Change "cockpit seat" to "helm seat" in the rows from the line that has "Where can the cockpit" through the end of the rows, and write those lines out again with everything else left the same.
#### DATA FOR THIS TASK ####
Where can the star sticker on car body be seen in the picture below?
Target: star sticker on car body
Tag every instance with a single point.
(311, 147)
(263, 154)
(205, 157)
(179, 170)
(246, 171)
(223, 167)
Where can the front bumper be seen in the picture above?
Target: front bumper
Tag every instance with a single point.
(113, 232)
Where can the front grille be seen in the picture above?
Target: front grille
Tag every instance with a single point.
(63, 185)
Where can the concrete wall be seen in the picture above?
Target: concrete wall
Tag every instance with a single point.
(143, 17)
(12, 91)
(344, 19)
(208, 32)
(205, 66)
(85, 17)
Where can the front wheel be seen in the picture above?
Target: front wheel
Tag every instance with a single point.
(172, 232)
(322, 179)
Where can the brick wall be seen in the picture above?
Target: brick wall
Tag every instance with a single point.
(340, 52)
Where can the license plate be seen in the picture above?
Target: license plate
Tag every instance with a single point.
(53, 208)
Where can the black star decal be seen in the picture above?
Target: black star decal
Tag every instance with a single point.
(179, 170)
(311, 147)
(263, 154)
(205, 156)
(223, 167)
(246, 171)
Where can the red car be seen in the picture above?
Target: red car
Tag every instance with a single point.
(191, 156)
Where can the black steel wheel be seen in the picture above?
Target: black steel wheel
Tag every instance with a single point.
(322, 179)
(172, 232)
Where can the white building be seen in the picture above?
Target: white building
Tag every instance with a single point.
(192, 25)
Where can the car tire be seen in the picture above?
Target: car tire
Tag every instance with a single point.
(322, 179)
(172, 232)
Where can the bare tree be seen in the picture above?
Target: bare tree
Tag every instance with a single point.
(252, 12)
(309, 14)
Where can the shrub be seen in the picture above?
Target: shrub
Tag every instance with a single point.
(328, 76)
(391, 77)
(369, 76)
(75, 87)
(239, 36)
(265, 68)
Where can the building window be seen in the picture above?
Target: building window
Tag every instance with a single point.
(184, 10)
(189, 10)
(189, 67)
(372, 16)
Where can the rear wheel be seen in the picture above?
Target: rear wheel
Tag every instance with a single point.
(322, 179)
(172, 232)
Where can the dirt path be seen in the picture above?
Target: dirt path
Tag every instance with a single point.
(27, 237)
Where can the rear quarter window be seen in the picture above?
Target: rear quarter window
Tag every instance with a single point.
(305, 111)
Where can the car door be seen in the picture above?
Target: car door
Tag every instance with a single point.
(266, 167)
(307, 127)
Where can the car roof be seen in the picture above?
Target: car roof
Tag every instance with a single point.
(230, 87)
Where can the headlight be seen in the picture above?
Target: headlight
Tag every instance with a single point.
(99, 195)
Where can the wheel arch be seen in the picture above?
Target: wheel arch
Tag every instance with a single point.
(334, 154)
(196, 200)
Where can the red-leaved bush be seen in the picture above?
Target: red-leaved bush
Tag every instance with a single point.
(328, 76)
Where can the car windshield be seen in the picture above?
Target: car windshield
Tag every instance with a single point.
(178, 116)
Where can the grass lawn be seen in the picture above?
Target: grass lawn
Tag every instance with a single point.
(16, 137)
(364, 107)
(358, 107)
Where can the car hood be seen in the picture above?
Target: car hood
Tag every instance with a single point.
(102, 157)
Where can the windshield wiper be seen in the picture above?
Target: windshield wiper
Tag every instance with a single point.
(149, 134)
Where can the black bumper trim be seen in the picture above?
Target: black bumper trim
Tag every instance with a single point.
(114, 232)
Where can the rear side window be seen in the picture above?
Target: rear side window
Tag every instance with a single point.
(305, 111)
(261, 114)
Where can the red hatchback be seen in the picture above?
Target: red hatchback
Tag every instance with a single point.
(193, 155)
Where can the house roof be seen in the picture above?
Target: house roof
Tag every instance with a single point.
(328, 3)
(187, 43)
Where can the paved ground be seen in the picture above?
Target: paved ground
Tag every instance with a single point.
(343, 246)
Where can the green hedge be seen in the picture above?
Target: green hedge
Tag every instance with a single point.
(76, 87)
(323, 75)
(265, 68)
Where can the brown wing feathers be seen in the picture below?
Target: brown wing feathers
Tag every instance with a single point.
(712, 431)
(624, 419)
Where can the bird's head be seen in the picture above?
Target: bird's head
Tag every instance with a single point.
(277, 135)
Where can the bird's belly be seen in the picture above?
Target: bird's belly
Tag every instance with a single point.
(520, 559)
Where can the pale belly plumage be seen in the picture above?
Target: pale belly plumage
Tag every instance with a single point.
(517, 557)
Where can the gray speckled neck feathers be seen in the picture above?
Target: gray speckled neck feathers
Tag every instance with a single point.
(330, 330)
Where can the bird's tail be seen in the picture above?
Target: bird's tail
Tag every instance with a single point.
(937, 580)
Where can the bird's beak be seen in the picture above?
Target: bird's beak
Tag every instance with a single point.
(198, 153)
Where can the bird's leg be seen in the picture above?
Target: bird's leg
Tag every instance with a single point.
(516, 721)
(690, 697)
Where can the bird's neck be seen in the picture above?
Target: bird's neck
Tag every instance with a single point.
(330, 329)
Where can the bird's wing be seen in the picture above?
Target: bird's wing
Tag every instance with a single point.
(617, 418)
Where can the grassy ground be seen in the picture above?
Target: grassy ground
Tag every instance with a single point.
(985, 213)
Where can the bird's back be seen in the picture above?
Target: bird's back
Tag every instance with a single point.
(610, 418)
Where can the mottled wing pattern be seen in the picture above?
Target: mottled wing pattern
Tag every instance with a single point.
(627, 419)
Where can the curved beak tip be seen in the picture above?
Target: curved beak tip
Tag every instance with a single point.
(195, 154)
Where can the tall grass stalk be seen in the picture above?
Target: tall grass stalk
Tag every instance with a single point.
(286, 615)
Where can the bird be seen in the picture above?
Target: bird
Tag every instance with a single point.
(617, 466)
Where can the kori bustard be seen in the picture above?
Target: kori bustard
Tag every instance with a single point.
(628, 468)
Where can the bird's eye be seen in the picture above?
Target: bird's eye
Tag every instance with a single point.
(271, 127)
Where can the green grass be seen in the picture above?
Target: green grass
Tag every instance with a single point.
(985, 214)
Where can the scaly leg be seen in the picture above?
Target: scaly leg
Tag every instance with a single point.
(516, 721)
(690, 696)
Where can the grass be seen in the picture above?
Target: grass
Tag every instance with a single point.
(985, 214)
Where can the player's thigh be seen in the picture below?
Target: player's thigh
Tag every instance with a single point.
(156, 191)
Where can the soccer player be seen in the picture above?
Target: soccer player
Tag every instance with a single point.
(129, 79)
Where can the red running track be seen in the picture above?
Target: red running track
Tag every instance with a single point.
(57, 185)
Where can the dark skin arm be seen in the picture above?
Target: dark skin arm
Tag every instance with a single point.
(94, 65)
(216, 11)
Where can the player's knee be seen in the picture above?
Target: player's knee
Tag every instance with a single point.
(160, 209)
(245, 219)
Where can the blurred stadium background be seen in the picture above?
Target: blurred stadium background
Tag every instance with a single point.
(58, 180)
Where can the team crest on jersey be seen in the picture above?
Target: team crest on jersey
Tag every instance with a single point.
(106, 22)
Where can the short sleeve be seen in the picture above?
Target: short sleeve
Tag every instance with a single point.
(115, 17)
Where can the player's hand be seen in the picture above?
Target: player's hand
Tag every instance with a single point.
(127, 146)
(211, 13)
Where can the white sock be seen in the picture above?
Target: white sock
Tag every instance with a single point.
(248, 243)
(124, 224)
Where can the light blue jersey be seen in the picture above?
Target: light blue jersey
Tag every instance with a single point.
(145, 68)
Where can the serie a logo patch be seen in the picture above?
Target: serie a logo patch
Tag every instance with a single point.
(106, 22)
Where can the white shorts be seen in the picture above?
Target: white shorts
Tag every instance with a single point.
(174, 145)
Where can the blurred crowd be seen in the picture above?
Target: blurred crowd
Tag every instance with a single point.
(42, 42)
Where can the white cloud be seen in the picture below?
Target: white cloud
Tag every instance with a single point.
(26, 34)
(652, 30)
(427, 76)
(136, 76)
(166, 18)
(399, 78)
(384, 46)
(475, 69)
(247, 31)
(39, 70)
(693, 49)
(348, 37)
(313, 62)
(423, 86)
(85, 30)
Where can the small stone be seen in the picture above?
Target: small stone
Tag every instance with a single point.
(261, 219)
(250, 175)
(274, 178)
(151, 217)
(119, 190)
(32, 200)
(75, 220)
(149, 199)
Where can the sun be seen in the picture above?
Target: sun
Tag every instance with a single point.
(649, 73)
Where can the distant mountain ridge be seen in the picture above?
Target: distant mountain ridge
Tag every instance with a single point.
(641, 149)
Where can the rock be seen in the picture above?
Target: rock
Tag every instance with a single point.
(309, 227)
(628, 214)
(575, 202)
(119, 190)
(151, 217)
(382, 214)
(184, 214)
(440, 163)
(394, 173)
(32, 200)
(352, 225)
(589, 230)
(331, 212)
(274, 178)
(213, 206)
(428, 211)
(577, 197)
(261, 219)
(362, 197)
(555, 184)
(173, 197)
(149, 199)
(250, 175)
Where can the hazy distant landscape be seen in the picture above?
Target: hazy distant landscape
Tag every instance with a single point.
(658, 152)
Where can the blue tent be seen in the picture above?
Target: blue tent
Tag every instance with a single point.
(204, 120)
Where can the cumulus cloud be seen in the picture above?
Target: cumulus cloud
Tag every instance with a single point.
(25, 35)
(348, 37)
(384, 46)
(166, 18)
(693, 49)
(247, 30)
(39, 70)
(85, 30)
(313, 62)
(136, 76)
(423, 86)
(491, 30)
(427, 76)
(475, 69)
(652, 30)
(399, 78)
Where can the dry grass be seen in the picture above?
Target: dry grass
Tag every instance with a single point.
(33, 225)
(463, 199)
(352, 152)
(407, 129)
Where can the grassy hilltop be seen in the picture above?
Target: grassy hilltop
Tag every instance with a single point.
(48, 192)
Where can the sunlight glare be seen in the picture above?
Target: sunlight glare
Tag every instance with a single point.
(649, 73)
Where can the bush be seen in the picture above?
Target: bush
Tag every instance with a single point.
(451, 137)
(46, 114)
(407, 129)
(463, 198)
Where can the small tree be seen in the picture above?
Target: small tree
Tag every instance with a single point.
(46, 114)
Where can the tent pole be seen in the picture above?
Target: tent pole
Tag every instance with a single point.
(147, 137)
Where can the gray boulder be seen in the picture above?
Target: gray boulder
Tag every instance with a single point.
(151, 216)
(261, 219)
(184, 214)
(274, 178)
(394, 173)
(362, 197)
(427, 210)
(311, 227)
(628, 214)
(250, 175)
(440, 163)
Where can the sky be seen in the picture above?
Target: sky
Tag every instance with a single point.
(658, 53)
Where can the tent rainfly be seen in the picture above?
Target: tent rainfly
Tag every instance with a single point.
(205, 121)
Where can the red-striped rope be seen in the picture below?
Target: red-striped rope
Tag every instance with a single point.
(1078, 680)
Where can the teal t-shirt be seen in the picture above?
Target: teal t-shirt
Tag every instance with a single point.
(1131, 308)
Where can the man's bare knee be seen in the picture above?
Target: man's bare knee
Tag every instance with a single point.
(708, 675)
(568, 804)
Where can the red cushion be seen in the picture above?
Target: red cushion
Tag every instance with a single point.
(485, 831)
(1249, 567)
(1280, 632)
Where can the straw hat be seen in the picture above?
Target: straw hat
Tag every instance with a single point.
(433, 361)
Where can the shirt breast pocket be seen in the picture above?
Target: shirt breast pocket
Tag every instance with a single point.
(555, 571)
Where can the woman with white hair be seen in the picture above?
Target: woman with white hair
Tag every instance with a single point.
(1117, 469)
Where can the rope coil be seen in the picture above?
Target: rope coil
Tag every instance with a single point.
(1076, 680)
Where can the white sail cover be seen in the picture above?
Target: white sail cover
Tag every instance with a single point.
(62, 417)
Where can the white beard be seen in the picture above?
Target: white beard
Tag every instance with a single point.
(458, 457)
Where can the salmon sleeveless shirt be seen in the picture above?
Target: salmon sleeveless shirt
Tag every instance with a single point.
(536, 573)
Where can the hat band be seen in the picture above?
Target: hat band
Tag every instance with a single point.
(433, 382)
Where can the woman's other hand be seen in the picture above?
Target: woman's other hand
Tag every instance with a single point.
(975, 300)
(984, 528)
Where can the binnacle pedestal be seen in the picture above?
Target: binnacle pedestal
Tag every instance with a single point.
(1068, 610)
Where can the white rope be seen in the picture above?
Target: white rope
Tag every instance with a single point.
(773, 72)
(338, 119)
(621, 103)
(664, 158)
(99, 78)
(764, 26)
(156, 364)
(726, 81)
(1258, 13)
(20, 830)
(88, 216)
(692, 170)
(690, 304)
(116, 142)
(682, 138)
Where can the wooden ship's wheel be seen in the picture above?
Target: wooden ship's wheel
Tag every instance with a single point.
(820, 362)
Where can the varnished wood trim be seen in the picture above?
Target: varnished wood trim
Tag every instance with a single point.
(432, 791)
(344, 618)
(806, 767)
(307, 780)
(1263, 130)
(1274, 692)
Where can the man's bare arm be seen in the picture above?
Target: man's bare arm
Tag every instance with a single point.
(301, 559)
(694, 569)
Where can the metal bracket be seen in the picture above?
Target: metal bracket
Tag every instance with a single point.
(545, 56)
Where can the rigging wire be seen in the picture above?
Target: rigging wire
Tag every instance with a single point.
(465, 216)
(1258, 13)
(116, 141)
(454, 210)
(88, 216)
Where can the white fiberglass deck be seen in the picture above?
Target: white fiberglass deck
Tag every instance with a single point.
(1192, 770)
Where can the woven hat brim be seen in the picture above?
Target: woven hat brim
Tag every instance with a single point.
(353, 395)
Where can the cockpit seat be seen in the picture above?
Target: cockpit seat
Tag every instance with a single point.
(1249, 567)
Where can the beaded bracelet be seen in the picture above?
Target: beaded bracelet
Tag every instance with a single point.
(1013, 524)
####
• EXERCISE RESULT:
Where can the helm seat be seen in the picture above?
Target: helm seat
Tag every instance with a single point.
(1249, 567)
Where can the beaded bracelet be seen in the picture above?
Target: beaded bracelet
Tag every instance with a single point.
(1013, 524)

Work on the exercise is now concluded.